"""
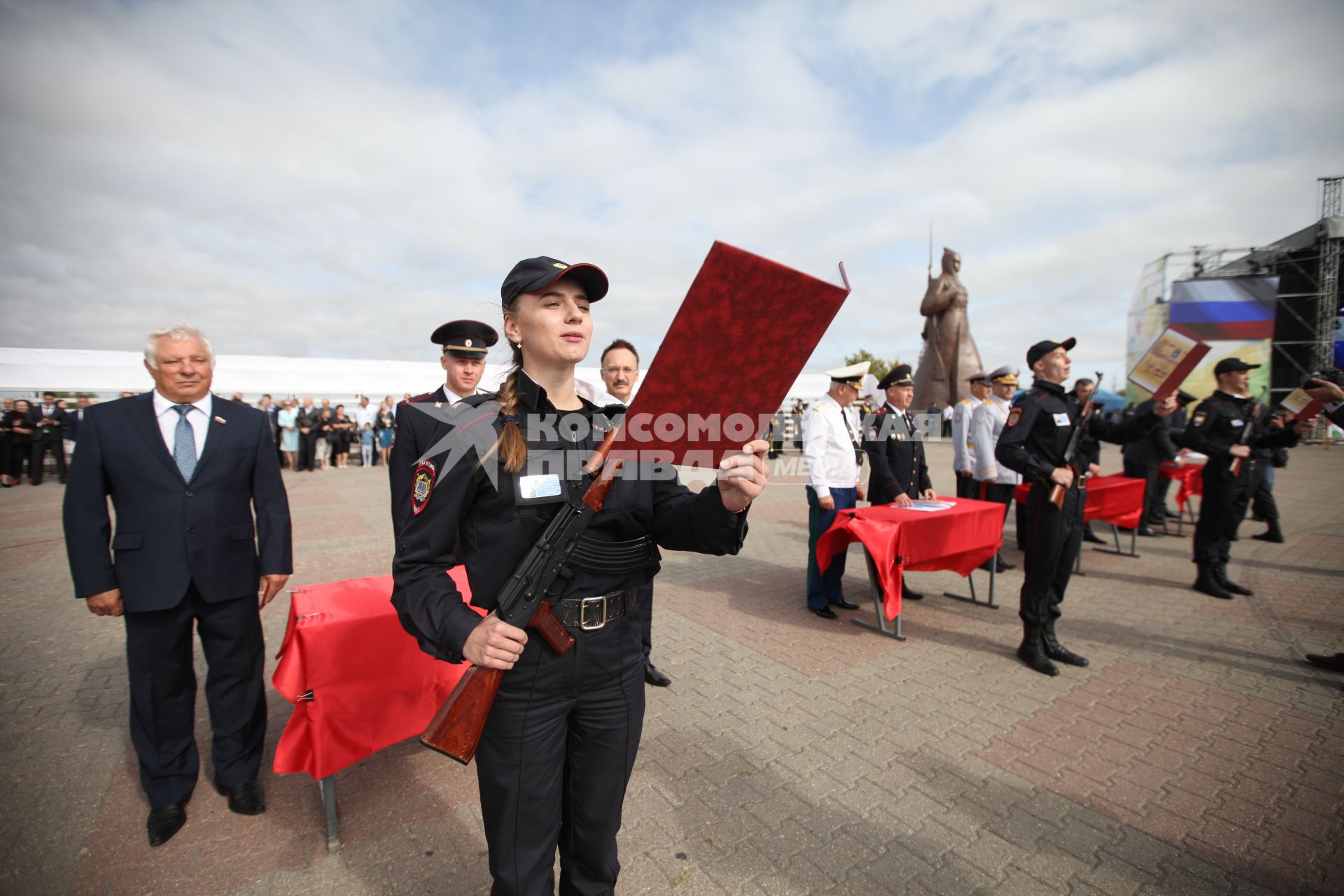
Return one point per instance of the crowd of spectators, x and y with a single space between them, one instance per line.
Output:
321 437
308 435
"""
"""
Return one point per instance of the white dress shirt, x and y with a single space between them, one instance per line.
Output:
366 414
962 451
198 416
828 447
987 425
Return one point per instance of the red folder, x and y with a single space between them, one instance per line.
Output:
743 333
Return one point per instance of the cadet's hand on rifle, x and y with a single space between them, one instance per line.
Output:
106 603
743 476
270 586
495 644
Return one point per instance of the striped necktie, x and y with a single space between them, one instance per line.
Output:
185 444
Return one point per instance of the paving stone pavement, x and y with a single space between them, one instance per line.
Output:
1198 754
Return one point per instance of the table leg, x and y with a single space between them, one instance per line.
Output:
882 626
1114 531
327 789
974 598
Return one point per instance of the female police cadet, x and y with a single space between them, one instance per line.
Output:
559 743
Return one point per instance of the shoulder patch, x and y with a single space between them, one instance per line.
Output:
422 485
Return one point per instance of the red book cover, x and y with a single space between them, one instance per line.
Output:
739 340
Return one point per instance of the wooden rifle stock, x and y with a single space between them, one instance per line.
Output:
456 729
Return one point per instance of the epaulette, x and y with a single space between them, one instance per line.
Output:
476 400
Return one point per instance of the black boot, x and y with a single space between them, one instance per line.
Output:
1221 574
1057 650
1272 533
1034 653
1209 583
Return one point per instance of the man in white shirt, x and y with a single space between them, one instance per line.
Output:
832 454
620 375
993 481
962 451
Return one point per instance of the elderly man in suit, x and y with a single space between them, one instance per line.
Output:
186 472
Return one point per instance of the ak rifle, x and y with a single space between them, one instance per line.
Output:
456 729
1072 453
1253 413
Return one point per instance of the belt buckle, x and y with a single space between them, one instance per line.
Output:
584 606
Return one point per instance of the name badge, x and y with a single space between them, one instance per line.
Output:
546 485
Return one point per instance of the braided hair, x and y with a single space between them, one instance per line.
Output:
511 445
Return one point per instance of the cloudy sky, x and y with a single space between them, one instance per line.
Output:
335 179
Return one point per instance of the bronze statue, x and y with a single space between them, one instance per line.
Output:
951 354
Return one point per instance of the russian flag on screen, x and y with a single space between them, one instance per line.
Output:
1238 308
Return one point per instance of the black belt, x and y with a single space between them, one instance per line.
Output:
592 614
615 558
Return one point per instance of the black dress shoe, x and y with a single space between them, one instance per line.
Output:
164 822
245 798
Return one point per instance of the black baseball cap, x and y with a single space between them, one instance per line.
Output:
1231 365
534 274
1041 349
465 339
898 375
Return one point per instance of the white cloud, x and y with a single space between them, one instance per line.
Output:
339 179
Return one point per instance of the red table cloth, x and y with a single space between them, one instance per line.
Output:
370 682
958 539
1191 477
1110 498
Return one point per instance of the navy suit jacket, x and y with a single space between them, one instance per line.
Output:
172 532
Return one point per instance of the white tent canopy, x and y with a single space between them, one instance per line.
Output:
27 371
"""
# Task directions
Lines from the records above that hold "cadet" are the ones to list.

# Written solution
Return one point per instance of the cadet's hand on rifle, x and y with a single space between them, one instance per line.
Return one point per instance of the female police cadet, x and y with a single space between them, one instance per line.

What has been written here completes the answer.